▼▼▼
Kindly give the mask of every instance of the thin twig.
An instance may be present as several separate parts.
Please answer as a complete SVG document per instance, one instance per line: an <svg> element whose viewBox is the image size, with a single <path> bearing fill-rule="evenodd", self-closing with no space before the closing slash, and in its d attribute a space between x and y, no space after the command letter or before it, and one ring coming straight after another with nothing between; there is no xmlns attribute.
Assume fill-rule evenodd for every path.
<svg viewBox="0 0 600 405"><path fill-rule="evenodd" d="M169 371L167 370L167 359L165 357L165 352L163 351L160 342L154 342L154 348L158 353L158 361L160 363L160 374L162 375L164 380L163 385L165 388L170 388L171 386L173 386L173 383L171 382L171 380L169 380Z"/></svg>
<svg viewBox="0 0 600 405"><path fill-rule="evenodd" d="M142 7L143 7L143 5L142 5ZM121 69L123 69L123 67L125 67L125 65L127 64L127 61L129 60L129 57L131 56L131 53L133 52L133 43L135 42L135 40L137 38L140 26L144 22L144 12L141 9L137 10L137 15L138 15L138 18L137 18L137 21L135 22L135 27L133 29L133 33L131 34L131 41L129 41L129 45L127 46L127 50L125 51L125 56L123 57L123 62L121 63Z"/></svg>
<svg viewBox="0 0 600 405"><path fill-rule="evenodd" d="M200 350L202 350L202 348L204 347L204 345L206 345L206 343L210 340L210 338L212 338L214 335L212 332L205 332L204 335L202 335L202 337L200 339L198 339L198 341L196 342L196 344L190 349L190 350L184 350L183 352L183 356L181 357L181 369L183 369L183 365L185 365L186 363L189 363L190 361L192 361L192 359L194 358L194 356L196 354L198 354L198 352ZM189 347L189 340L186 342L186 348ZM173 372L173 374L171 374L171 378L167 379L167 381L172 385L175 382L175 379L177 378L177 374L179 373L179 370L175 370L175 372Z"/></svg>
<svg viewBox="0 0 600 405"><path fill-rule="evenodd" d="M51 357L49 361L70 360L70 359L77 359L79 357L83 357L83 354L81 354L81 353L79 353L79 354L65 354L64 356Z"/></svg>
▲▲▲
▶ [WORK REQUEST]:
Repeat the data verbatim.

▶ [RESULT OF THE TASK]:
Kindly give the mask of every instance of the thin twig.
An instance may be present as several separate parts.
Please answer as a complete SVG document per instance, one instance per line: an <svg> element whose viewBox is the image size, with a single <path> bearing fill-rule="evenodd", self-closing with no space before the closing slash, and in its d attribute a space between x and y, no space after the command letter or before it, and one ring coming straight after another with nothing between; there is no xmlns attribute.
Assume fill-rule evenodd for every path.
<svg viewBox="0 0 600 405"><path fill-rule="evenodd" d="M169 371L167 370L167 359L165 357L165 352L163 351L160 342L154 342L154 348L158 353L158 361L160 363L160 374L162 375L164 380L163 385L165 388L170 388L171 386L173 386L173 383L171 382L171 380L169 380Z"/></svg>
<svg viewBox="0 0 600 405"><path fill-rule="evenodd" d="M142 7L143 7L143 5L142 5ZM121 69L123 69L123 67L125 67L125 65L127 64L127 61L129 60L129 57L131 56L131 53L133 52L133 43L135 42L135 40L137 38L140 26L144 22L144 12L141 9L137 10L137 15L138 15L138 18L137 18L137 21L135 22L135 27L133 29L133 33L131 34L131 41L129 41L129 45L127 46L127 50L125 51L125 56L123 57L123 62L121 63Z"/></svg>
<svg viewBox="0 0 600 405"><path fill-rule="evenodd" d="M200 350L202 350L202 348L204 347L204 345L206 345L206 343L210 340L210 338L212 338L214 335L212 332L205 332L204 335L202 335L202 337L200 339L198 339L198 341L196 342L196 344L190 349L190 350L184 350L183 352L183 356L181 357L181 369L183 369L183 365L185 365L186 363L189 363L190 361L192 361L192 359L194 358L194 356L196 354L198 354L198 352ZM189 347L189 340L186 342L186 348ZM173 372L173 374L171 374L171 378L167 379L167 381L172 385L175 382L175 379L177 378L177 374L179 373L179 370L175 370L175 372Z"/></svg>
<svg viewBox="0 0 600 405"><path fill-rule="evenodd" d="M51 357L49 361L70 360L70 359L77 359L79 357L83 357L83 354L81 354L81 353L79 353L79 354L65 354L64 356Z"/></svg>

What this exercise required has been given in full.